• _THE PROBLEM_
Pick out every line in the material below that contains the string "herb", treating uppercase and lowercase letters as different.

%%

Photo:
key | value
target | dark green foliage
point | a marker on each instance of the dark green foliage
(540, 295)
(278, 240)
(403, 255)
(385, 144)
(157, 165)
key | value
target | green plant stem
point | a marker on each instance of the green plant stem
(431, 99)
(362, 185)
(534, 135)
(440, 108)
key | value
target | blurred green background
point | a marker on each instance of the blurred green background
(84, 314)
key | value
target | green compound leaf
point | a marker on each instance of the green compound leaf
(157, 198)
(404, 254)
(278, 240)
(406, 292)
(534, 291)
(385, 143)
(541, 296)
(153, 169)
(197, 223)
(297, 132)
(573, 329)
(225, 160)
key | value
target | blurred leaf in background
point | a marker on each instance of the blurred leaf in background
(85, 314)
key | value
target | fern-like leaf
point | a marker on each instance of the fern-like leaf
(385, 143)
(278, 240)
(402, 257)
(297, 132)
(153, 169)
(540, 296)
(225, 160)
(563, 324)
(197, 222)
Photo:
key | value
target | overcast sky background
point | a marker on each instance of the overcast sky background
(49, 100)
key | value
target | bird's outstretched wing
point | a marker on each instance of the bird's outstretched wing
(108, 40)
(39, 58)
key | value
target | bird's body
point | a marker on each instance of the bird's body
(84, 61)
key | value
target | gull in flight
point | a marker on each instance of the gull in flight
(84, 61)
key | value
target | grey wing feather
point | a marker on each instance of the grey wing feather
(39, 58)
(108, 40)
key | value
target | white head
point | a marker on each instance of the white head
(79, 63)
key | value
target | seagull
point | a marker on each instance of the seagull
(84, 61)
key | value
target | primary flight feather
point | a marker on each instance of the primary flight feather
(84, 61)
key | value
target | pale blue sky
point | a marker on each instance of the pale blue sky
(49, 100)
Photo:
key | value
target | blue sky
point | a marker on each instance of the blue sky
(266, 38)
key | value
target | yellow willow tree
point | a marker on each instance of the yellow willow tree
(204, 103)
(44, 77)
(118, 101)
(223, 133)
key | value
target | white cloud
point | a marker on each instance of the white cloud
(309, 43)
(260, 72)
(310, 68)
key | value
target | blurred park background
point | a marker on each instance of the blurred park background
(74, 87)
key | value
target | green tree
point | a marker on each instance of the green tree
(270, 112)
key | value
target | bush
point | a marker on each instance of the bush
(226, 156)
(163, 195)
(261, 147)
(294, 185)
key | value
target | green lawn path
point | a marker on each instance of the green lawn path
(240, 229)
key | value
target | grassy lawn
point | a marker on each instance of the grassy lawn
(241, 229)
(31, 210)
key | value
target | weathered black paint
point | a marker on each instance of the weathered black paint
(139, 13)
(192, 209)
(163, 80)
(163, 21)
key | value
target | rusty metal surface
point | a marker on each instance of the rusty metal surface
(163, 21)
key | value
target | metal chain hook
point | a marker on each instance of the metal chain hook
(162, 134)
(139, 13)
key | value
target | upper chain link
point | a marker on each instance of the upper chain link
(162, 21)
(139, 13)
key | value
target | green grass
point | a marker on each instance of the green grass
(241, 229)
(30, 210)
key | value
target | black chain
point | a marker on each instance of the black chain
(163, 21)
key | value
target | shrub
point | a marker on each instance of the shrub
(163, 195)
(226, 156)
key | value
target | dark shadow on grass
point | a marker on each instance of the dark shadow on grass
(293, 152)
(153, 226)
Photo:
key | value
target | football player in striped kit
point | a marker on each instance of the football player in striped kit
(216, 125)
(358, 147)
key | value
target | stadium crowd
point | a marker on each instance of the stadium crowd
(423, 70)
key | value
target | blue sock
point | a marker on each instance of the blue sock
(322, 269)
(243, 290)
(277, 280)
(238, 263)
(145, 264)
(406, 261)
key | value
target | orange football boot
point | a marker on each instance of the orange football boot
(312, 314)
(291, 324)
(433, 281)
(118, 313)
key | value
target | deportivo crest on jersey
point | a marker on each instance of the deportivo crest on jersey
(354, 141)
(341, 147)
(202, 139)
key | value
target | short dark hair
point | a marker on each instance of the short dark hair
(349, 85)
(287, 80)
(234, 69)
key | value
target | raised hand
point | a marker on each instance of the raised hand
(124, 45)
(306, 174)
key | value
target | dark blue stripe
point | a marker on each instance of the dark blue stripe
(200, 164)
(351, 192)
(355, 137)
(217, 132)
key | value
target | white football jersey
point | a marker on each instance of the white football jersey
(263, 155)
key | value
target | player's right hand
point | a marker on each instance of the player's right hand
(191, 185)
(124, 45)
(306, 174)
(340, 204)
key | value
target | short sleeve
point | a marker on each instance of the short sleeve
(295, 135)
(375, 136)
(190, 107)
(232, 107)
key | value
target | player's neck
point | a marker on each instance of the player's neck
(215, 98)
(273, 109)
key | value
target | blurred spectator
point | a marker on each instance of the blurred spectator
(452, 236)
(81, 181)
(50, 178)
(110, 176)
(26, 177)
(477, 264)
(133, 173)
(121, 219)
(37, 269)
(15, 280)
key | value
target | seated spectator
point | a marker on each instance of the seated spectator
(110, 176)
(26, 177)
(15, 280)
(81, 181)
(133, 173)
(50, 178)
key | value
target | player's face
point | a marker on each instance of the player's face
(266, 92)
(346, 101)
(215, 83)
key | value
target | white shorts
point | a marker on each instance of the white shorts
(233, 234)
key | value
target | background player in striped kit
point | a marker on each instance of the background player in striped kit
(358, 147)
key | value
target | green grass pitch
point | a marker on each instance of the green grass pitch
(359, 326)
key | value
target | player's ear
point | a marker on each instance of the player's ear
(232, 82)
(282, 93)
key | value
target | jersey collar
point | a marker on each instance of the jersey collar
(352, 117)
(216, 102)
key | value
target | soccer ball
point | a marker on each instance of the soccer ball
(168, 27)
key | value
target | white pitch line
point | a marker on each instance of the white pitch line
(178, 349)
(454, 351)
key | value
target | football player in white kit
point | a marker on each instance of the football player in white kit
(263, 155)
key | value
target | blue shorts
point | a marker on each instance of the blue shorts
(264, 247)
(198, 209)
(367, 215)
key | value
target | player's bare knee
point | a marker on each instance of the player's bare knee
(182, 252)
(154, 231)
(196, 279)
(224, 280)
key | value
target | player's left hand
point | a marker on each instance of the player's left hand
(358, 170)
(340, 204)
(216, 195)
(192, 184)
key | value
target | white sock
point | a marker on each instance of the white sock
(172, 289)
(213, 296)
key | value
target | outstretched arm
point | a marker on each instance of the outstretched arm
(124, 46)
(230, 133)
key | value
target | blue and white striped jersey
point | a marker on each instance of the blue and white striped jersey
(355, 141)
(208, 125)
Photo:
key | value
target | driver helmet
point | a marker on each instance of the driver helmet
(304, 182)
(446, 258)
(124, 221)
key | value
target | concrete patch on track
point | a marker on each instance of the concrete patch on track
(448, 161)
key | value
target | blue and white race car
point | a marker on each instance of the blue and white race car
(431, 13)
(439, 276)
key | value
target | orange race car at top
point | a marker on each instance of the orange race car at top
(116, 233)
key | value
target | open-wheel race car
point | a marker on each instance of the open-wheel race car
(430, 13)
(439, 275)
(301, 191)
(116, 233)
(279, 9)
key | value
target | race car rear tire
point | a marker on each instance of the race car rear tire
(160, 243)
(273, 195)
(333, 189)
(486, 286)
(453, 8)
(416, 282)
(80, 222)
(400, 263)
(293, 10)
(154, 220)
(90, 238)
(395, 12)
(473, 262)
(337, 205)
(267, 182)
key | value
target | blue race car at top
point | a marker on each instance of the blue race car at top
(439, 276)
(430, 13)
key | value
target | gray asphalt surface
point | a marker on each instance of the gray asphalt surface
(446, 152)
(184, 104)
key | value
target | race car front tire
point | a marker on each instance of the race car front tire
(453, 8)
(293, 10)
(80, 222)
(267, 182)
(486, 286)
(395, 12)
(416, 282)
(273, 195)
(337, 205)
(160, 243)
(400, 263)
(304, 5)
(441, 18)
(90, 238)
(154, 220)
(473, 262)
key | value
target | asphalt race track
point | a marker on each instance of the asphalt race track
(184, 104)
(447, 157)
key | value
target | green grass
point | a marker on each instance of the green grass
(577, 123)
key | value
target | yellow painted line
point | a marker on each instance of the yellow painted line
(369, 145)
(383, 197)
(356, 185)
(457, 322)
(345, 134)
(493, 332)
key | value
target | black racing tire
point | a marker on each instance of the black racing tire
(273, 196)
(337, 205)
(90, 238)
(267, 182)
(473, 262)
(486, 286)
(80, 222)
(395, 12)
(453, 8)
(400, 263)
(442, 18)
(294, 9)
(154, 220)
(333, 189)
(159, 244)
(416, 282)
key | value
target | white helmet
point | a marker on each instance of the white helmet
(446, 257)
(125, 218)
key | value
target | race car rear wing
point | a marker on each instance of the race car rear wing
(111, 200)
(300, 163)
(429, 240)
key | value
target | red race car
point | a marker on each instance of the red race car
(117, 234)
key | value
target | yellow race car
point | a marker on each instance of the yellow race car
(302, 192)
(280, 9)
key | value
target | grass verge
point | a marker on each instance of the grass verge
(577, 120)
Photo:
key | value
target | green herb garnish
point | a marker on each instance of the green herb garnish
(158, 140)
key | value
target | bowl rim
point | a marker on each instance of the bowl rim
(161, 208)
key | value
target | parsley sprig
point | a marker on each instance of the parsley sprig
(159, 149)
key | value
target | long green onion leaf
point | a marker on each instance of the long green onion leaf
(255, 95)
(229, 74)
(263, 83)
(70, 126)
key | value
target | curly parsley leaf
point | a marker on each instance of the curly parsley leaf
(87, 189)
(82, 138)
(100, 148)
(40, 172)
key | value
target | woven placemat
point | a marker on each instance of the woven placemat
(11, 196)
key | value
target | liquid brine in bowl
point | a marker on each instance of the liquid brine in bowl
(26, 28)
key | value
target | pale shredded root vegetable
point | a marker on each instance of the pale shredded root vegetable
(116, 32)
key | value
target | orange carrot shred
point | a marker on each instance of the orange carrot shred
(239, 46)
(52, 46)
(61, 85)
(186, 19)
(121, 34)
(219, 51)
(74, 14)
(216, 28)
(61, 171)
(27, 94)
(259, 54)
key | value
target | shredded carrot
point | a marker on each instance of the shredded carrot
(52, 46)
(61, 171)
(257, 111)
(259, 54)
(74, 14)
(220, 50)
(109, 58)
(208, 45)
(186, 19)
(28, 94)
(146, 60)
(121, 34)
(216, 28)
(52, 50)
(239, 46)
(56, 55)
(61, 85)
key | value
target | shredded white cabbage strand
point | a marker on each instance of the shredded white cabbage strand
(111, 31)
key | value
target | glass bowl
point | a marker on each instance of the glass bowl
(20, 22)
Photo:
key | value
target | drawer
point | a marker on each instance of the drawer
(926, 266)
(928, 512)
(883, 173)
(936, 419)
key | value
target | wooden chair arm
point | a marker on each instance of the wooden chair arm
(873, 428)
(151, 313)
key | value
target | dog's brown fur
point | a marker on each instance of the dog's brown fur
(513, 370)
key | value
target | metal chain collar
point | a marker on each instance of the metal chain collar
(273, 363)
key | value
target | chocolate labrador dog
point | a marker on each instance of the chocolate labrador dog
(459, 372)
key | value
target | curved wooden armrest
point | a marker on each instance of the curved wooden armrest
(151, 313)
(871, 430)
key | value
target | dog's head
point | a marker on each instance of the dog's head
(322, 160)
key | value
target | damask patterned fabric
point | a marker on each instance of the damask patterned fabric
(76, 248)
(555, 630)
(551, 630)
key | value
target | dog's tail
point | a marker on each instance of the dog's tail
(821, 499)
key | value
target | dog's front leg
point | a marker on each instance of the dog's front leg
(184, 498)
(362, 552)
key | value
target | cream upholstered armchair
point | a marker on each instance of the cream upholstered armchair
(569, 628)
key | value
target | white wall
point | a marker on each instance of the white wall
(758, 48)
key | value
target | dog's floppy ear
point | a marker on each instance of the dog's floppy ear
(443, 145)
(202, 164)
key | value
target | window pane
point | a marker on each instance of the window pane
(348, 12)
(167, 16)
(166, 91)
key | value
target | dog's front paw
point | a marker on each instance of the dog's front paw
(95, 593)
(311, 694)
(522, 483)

%%

• _OUTPUT FOR THIS TASK_
target | green herb garnish
point | a marker on each instance of the green herb garnish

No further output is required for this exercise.